Given problem:
Return the rows below unchanged, line for line, but leave out the pictures.

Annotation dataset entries
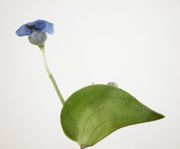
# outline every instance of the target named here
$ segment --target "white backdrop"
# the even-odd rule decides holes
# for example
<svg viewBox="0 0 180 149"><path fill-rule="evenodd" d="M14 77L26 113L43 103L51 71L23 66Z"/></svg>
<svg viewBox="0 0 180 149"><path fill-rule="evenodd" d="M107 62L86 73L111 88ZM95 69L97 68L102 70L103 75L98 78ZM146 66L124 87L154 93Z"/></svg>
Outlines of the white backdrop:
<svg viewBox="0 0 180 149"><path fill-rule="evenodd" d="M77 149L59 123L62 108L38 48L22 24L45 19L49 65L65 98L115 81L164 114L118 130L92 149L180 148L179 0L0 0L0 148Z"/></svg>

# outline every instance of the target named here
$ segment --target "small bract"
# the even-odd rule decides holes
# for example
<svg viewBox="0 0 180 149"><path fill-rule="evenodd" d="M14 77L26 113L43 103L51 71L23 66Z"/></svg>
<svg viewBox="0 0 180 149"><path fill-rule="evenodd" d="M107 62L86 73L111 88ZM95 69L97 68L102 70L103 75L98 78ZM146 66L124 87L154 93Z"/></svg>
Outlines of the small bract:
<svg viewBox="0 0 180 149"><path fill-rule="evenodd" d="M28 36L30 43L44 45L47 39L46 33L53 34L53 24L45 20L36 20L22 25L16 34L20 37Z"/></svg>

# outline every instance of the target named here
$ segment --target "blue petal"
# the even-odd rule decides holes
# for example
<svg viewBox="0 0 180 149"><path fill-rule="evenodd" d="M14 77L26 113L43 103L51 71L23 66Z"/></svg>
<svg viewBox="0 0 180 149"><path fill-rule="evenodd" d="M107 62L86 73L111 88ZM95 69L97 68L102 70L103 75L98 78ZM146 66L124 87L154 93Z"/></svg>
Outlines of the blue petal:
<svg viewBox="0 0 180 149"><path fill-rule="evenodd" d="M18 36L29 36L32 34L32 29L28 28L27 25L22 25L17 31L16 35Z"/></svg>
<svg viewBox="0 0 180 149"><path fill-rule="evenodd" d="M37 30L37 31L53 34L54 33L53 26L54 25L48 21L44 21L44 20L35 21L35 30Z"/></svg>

Answer to this exercise:
# outline every instance of the target named here
$ segment --target "white backdrop"
# the even-odd rule decides holes
# for example
<svg viewBox="0 0 180 149"><path fill-rule="evenodd" d="M14 77L26 113L43 103L51 71L23 66Z"/></svg>
<svg viewBox="0 0 180 149"><path fill-rule="evenodd" d="M107 62L86 73L111 88ZM95 69L97 68L102 70L103 75L98 78ZM146 66L124 87L154 93Z"/></svg>
Outlines of the white backdrop:
<svg viewBox="0 0 180 149"><path fill-rule="evenodd" d="M77 149L59 123L62 108L38 48L22 24L45 19L49 65L65 98L115 81L164 114L118 130L92 149L180 148L179 0L0 0L0 148Z"/></svg>

# outline every instance of the target named here
$ segment --target "small bract"
# the even-odd rule decides holes
# for example
<svg viewBox="0 0 180 149"><path fill-rule="evenodd" d="M14 77L26 113L43 103L51 71L23 66Z"/></svg>
<svg viewBox="0 0 180 149"><path fill-rule="evenodd" d="M107 62L86 73L111 88ZM95 69L97 68L102 70L103 75L98 78ZM146 66L124 87L154 93Z"/></svg>
Outlines of the small bract:
<svg viewBox="0 0 180 149"><path fill-rule="evenodd" d="M28 36L30 43L44 45L47 39L46 33L53 34L53 24L45 20L36 20L22 25L16 34L20 37Z"/></svg>

# outline every instance of the target named here
$ segment --target "blue petal"
# the even-odd rule decides holes
# for example
<svg viewBox="0 0 180 149"><path fill-rule="evenodd" d="M14 77L26 113L43 103L51 71L23 66Z"/></svg>
<svg viewBox="0 0 180 149"><path fill-rule="evenodd" d="M107 62L86 73L111 88ZM95 69L97 68L102 70L103 75L98 78ZM146 66L124 87L154 93Z"/></svg>
Outlines of the blue petal:
<svg viewBox="0 0 180 149"><path fill-rule="evenodd" d="M18 36L29 36L32 34L32 29L28 28L27 25L22 25L17 31L16 35Z"/></svg>
<svg viewBox="0 0 180 149"><path fill-rule="evenodd" d="M37 30L37 31L53 34L54 33L53 26L54 25L48 21L44 21L44 20L35 21L35 30Z"/></svg>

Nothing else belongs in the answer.